* BEGIN Data rows *
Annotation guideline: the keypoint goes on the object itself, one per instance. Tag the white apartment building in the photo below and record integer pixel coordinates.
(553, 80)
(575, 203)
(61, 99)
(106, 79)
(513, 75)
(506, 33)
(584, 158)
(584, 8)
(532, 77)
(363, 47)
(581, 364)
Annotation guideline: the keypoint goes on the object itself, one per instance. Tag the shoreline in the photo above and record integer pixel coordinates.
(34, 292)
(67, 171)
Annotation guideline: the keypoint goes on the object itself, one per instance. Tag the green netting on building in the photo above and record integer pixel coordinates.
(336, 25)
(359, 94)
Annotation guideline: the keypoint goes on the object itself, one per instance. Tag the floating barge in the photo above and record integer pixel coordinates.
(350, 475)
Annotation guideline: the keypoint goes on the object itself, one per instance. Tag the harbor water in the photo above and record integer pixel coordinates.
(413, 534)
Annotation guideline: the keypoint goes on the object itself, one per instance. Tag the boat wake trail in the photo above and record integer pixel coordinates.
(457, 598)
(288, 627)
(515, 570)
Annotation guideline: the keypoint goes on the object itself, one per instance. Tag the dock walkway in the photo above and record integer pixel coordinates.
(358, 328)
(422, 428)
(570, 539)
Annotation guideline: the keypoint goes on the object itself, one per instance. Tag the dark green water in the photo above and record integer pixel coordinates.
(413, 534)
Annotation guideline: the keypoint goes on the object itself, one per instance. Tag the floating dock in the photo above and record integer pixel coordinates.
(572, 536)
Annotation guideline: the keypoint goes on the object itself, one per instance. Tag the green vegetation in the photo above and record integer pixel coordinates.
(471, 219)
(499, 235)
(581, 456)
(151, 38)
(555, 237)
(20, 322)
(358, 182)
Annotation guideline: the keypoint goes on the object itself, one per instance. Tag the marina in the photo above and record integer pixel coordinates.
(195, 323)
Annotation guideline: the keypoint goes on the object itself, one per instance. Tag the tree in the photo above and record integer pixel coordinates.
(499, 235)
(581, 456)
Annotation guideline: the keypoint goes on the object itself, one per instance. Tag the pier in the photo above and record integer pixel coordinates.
* END Data rows *
Quote all of the material above word for word.

Annotation guideline: the keypoint goes on the object itself, one per instance. Tag the white apartment building in the photo below and record integer pixel coordinates.
(553, 80)
(575, 203)
(61, 99)
(106, 79)
(513, 75)
(506, 33)
(584, 158)
(584, 8)
(532, 77)
(363, 47)
(581, 364)
Annotation guideline: the keypoint goes on the object itself, one per instance. Tag the shoreline in the photo above and record integer pixel coordinates.
(34, 292)
(67, 171)
Annotation guideline: the keypoint goes on the object itself, one per instance. Tag the green netting on building in the photo above and record integer pixel coordinates.
(336, 25)
(359, 94)
Annotation guideline: the keypoint goes on the object itself, one per instance. Tag the floating barge in the photo above and record integer pixel coordinates.
(350, 475)
Annotation guideline: the keypoint goes on the object itself, one per instance. Tag the harbor water in the photo above and record integer pixel coordinates.
(413, 534)
Annotation guideline: the keypoint goes on the object itself, one per instance. Tag the boat wake trail in the photo above and record integer pixel coordinates.
(457, 598)
(288, 627)
(515, 570)
Annotation guideline: the keypoint goes on the object itself, one per instance. Tag the dock walkway in the photo above and record integer pixel coordinates.
(358, 328)
(422, 428)
(570, 539)
Annotation guideline: the keypoint goes on the object itself, one per instance. Tag the dark green water in the photo above and record integer pixel coordinates.
(413, 534)
Annotation guideline: the keypoint goes on the object itself, one per instance. Tag the floating dock in the photo above and record integer pixel coordinates.
(572, 536)
Annotation guideline: the keypoint goes on the object itself, one per instance. Tag the green vegetation in the photo above and record integer pixel coordinates.
(471, 219)
(499, 235)
(581, 456)
(151, 38)
(555, 237)
(20, 322)
(358, 182)
Annotation guideline: the keypoint goes on the object itself, one per instance. Tag the marina in the photo above and record integer pixel coordinates.
(195, 323)
Annotation guideline: the keypoint goes on the object itself, one per instance. Tag the tree in the photo above and record integer pixel coordinates.
(499, 235)
(581, 456)
Annotation guideline: the keypoint goes on the object itself, one per instance. Tag the pier in the photo above and record integer pixel coordinates.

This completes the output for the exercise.